### AIM OF THE TASK
Only the lines below, from the one with "the grass field" through the one with "where the dark", are to be written out, exactly.

----

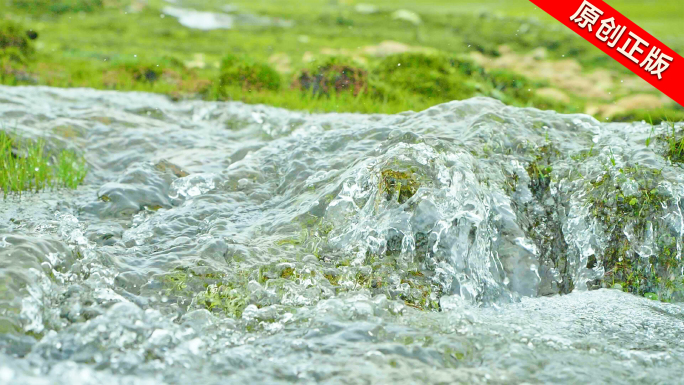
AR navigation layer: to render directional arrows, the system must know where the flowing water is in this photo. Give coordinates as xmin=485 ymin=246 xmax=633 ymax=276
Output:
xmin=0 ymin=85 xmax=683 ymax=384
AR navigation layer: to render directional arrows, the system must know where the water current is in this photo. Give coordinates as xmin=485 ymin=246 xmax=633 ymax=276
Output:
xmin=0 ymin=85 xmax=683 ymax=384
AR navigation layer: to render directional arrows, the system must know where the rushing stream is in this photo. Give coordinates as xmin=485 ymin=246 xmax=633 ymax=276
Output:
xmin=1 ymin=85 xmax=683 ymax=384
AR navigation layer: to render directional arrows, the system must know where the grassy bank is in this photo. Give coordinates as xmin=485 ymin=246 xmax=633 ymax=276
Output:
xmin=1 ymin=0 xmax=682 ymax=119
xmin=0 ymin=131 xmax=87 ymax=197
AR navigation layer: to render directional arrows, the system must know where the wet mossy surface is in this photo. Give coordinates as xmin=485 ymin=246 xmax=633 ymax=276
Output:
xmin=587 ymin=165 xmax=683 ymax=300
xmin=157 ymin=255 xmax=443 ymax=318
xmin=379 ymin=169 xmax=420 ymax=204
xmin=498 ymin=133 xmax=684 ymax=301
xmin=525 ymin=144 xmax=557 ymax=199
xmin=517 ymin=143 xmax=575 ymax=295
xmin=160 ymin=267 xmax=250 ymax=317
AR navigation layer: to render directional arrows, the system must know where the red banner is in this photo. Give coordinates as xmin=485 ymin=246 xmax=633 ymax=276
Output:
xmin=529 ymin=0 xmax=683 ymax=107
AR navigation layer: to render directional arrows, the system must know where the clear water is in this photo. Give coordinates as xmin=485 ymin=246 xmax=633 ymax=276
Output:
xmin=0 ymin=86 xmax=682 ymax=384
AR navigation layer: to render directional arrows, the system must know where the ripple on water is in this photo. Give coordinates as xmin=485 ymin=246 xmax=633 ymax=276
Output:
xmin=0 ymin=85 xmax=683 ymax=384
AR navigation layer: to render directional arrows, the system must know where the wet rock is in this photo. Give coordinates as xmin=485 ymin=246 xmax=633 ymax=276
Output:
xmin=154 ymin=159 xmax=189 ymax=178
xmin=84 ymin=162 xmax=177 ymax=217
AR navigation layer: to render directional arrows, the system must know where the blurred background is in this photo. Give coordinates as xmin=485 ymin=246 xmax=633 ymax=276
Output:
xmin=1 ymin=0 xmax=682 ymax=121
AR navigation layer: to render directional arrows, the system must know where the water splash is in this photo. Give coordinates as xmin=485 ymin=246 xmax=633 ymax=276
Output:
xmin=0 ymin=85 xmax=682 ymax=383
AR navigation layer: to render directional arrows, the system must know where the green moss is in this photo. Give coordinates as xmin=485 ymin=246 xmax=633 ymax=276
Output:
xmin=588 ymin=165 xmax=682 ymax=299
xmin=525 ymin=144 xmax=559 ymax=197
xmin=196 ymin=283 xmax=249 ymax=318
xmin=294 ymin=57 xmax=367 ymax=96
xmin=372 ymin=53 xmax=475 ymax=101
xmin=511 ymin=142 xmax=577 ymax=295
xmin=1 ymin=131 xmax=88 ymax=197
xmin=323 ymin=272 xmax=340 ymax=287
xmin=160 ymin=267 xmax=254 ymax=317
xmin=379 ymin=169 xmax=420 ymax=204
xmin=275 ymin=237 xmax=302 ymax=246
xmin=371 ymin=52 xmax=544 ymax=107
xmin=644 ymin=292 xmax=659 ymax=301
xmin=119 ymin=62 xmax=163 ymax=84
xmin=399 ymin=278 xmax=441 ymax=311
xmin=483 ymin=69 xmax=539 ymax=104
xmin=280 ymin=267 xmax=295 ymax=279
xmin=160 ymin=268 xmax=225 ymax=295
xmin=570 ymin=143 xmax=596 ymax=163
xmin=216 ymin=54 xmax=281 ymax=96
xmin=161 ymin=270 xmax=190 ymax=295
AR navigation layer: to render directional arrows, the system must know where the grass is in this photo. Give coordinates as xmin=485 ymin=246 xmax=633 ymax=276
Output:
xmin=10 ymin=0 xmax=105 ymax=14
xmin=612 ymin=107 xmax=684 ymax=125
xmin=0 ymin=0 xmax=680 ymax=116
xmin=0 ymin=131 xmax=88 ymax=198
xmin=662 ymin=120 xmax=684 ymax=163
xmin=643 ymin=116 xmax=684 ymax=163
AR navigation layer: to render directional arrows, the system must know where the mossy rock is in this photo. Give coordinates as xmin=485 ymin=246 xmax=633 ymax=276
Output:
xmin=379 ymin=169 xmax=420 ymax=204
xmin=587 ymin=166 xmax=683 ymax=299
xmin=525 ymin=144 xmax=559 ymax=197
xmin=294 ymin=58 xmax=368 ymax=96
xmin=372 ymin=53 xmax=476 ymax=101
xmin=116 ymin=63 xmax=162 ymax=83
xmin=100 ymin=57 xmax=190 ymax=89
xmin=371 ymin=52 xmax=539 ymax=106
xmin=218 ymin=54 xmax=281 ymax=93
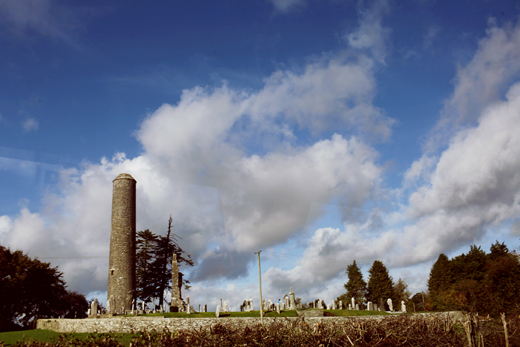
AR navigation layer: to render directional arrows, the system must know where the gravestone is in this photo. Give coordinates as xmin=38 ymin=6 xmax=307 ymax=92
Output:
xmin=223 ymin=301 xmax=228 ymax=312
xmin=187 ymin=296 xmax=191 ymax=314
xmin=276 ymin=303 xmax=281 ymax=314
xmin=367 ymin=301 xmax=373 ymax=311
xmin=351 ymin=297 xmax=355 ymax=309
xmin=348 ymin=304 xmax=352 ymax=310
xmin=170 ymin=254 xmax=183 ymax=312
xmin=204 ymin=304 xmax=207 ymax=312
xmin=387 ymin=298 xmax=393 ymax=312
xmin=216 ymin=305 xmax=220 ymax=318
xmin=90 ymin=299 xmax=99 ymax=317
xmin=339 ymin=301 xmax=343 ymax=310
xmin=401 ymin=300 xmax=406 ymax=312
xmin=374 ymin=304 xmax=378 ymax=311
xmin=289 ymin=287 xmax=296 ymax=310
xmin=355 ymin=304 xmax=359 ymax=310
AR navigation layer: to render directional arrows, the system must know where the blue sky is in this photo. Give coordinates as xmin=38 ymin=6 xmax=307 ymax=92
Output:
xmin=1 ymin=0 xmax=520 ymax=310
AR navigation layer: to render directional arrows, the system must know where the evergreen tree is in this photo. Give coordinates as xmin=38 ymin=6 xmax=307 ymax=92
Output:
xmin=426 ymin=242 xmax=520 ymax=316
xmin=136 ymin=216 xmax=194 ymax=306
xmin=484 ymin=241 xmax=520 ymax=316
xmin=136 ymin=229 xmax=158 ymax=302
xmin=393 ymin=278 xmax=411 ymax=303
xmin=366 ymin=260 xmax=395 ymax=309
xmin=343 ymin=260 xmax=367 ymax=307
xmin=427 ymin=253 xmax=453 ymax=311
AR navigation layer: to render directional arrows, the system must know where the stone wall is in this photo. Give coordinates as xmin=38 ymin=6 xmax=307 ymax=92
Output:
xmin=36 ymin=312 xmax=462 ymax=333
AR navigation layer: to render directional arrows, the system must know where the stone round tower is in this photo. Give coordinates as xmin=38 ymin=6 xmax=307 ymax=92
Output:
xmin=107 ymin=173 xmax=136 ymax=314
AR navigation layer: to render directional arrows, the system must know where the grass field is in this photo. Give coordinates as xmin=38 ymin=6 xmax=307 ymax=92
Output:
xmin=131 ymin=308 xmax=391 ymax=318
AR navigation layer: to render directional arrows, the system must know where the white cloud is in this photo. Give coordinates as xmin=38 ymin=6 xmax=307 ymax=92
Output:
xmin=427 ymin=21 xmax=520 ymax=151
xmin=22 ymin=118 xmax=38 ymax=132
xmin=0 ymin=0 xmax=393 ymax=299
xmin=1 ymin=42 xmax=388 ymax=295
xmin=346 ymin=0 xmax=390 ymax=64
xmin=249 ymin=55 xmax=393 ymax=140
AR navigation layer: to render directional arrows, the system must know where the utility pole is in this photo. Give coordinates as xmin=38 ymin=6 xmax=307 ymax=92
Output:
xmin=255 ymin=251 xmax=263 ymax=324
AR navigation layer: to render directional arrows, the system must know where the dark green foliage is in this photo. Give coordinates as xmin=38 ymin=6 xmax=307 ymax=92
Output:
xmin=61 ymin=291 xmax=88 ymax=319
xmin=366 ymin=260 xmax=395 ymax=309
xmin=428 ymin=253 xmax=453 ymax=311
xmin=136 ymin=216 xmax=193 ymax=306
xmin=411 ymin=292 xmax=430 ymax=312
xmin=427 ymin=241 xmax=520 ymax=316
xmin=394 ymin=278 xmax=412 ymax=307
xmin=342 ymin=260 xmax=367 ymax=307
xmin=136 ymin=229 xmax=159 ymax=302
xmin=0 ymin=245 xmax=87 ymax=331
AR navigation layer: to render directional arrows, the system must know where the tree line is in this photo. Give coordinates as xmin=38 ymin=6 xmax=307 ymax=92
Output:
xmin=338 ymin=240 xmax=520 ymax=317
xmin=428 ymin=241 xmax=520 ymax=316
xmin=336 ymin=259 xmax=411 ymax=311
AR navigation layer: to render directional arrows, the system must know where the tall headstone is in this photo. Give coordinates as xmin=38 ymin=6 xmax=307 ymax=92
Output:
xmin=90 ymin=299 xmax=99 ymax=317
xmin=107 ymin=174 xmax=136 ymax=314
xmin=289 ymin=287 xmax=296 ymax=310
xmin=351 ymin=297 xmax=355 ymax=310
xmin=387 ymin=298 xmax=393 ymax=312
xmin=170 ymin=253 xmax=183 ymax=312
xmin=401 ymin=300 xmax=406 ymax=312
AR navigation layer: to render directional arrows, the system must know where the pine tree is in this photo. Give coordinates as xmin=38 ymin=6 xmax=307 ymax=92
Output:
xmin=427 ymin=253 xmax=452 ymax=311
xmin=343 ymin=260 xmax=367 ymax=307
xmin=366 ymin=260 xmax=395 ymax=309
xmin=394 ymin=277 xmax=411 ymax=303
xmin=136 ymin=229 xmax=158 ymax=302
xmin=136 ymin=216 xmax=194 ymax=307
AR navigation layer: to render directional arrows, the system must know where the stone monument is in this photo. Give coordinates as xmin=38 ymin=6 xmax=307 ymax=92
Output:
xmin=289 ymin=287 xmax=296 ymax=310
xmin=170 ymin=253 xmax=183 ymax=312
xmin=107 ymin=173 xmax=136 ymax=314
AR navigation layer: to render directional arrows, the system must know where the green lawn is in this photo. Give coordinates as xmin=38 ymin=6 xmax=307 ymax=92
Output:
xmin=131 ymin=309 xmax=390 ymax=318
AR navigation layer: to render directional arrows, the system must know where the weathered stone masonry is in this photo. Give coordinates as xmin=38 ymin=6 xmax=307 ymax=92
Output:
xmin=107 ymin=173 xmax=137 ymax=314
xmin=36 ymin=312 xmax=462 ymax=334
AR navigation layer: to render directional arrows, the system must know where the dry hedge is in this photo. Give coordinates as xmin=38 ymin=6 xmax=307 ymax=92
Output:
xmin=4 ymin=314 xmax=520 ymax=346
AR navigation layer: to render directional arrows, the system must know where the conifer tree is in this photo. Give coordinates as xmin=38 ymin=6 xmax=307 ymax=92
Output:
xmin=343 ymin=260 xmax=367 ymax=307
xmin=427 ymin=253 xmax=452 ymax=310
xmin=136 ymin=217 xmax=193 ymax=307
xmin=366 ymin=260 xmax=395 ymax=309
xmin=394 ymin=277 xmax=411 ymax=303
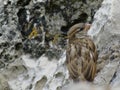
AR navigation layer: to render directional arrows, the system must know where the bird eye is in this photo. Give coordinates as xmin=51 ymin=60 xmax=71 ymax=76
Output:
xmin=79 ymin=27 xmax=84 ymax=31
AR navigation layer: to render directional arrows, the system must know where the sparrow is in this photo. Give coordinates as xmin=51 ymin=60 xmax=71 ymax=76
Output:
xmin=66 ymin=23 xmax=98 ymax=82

----

### YOUR RESPONSE
AR navigation layer: to render directional arrows, the system must know where the grass field is in this photo. Give coordinates as xmin=38 ymin=6 xmax=307 ymax=92
Output:
xmin=131 ymin=308 xmax=391 ymax=318
AR navigation layer: to render directional arrows, the system must know where the white cloud is in this photo. Give coordinates as xmin=38 ymin=6 xmax=307 ymax=92
Output:
xmin=427 ymin=21 xmax=520 ymax=151
xmin=22 ymin=118 xmax=38 ymax=132
xmin=0 ymin=0 xmax=393 ymax=299
xmin=1 ymin=42 xmax=388 ymax=295
xmin=346 ymin=0 xmax=390 ymax=64
xmin=249 ymin=55 xmax=393 ymax=140
AR navigation layer: to render directional arrows, the system must know where the utility pole is in this photo. Give coordinates as xmin=38 ymin=6 xmax=307 ymax=92
Output:
xmin=255 ymin=251 xmax=263 ymax=324
AR navigation layer: to render directional arrows, the system must know where the dark green foliage is in this photo. Give coordinates as xmin=38 ymin=6 xmax=307 ymax=92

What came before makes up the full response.